Trabalho a realizar:
Extraia dos dados abaixo todas as linhas que contêm a palavra "window".

Dados registrados:
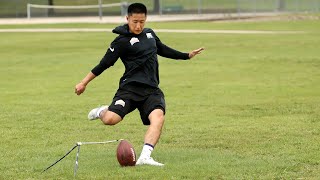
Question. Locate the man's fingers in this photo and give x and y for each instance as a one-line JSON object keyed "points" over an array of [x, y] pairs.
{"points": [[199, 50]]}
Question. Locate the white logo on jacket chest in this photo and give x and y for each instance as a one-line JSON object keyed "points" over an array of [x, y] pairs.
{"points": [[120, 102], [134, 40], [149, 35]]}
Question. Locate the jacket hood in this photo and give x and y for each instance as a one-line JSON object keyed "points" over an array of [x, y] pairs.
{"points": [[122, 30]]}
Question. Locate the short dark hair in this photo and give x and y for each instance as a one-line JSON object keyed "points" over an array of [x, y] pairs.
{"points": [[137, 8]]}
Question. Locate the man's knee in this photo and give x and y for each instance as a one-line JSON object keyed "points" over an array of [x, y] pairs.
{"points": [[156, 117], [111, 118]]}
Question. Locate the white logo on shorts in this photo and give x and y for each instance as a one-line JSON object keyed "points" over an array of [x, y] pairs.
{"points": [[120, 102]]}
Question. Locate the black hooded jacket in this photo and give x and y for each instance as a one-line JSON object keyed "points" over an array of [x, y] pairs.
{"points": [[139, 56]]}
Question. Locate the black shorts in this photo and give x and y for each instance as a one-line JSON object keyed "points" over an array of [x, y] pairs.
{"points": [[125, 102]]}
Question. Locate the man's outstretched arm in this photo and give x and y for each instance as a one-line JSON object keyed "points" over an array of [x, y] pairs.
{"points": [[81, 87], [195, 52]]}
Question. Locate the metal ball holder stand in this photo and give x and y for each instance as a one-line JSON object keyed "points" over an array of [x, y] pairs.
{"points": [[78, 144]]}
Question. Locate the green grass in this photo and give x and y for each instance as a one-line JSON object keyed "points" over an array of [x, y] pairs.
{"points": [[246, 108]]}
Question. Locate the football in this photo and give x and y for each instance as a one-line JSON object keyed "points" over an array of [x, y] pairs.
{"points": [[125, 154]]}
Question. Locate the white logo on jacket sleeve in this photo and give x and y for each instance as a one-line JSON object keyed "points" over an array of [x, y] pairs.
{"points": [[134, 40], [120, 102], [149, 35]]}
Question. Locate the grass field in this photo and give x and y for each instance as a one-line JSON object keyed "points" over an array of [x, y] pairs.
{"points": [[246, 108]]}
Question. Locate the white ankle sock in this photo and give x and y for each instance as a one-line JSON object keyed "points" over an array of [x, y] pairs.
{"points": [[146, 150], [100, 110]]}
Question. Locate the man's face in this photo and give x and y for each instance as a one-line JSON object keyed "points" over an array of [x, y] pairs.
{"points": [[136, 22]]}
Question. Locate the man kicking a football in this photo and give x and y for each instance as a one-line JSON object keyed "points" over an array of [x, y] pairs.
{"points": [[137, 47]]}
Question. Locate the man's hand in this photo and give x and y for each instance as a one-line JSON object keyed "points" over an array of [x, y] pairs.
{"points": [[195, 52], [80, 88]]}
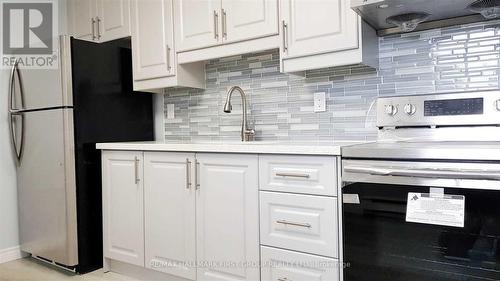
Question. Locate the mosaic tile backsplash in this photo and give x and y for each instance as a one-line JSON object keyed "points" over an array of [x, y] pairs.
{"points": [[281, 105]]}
...
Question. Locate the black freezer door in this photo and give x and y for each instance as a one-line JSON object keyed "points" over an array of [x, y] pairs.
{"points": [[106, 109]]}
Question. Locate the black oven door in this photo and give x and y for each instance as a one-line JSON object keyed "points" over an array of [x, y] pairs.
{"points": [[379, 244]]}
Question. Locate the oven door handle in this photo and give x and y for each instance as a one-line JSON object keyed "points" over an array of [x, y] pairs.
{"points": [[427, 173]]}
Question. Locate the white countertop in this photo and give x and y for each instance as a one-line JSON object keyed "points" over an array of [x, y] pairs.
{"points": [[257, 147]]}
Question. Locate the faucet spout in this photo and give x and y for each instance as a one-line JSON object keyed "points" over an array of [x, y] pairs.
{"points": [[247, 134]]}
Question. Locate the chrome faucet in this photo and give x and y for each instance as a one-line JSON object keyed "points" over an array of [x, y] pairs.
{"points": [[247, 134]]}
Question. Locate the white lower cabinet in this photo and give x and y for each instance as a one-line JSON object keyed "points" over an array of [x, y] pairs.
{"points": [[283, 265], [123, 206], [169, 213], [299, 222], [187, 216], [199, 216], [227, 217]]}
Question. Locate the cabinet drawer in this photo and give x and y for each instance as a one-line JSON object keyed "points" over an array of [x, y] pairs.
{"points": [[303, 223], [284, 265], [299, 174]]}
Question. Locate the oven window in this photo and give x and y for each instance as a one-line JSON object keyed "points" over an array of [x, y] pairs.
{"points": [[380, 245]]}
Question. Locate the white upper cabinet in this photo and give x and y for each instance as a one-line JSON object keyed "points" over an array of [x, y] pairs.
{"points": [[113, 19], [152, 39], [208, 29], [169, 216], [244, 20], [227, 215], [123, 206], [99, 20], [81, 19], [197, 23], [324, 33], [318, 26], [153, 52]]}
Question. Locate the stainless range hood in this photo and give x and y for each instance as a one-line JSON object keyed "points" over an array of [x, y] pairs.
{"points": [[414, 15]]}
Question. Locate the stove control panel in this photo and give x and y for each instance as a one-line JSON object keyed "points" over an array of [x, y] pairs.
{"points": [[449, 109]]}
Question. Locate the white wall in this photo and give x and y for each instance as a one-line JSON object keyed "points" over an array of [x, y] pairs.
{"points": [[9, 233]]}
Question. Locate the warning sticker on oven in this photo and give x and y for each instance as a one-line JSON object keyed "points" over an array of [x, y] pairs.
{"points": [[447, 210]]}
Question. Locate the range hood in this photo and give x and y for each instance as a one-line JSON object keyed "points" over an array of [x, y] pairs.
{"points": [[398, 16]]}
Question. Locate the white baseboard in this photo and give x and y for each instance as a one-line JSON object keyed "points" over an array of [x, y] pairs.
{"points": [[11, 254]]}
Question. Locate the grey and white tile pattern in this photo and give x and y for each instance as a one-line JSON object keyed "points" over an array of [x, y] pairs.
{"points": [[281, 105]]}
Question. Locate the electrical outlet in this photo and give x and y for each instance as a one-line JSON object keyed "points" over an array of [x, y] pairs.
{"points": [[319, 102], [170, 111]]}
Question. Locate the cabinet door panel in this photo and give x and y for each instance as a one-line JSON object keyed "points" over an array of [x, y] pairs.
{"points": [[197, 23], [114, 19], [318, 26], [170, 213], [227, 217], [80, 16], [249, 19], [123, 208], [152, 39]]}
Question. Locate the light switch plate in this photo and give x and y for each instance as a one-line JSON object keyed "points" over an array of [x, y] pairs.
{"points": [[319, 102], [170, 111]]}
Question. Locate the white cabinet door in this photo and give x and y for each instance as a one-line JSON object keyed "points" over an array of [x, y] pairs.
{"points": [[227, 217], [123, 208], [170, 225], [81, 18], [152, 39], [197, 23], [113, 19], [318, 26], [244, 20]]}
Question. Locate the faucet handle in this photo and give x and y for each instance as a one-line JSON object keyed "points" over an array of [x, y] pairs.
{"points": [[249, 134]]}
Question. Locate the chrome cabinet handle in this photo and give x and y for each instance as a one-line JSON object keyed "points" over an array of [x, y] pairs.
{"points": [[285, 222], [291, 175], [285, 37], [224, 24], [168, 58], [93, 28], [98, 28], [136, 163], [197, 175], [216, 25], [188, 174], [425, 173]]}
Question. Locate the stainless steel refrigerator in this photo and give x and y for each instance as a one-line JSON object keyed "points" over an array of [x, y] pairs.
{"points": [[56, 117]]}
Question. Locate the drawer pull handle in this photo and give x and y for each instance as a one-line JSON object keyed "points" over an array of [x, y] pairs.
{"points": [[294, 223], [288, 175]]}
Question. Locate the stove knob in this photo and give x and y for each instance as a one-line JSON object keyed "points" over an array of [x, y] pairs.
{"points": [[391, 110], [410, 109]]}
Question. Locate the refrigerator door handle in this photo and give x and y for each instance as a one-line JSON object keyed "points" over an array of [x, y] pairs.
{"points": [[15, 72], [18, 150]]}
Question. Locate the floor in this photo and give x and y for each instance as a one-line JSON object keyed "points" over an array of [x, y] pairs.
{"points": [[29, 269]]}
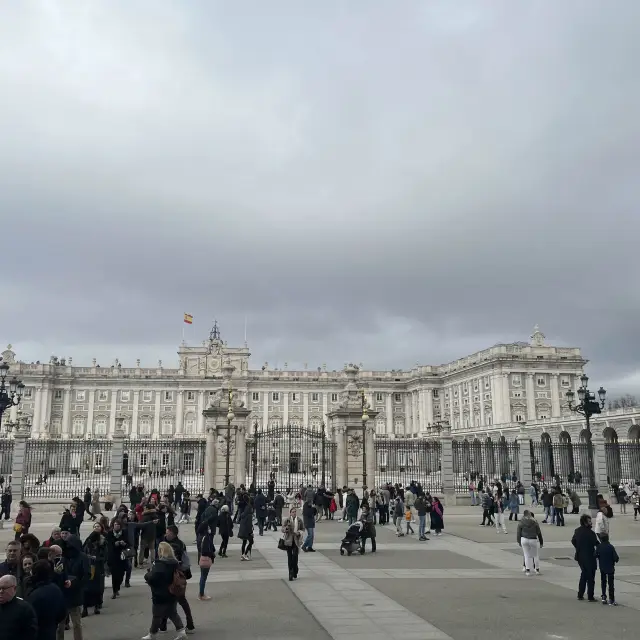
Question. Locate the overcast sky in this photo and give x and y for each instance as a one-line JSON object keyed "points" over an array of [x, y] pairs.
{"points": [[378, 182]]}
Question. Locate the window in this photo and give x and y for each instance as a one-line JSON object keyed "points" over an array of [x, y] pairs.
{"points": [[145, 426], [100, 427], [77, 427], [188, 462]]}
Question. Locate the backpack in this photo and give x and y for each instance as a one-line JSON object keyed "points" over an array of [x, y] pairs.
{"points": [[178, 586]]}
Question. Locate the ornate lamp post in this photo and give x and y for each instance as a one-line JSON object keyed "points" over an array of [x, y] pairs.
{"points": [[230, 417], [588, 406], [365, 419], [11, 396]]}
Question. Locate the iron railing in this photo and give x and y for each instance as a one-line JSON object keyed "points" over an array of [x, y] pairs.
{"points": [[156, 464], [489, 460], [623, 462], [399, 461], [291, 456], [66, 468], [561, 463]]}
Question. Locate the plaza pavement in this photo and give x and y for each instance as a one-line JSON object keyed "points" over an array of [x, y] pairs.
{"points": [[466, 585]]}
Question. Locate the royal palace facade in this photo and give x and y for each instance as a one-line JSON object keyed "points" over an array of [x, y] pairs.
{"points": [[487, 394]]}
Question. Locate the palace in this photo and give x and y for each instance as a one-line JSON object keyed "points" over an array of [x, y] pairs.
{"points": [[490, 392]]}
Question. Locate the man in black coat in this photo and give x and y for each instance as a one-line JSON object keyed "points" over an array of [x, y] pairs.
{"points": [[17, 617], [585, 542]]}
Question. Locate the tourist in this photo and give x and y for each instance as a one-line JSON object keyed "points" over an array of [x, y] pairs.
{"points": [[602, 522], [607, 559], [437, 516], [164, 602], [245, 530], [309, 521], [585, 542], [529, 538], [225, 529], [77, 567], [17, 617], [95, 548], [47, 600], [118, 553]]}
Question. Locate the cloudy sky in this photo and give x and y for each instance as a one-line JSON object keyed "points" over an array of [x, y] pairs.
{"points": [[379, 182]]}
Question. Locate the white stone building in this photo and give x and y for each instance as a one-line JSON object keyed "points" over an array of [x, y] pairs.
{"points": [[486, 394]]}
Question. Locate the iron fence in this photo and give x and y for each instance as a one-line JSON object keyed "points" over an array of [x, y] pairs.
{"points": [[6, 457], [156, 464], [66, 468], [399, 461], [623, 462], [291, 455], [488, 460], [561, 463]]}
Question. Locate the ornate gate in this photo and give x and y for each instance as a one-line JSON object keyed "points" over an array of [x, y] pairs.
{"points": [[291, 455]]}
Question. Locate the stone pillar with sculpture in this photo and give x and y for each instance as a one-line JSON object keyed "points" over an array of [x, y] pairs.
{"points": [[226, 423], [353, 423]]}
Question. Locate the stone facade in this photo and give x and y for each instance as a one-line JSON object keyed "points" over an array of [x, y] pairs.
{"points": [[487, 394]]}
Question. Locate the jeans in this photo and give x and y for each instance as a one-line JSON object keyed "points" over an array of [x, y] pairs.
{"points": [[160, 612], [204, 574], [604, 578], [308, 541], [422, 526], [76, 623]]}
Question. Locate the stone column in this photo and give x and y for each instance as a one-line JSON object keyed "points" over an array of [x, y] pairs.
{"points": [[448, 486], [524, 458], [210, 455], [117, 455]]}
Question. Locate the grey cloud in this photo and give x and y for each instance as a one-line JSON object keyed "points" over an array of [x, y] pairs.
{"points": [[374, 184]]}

Resposta:
Question. Locate the oven window in this photo and give x and y for each instance as a one-line JSON object keyed "points" over an array of [x, y] pairs.
Question. Locate the window in this photo and give x and y for each instance as a one-line JSON object keyed "points" over an array of [x, y] pairs.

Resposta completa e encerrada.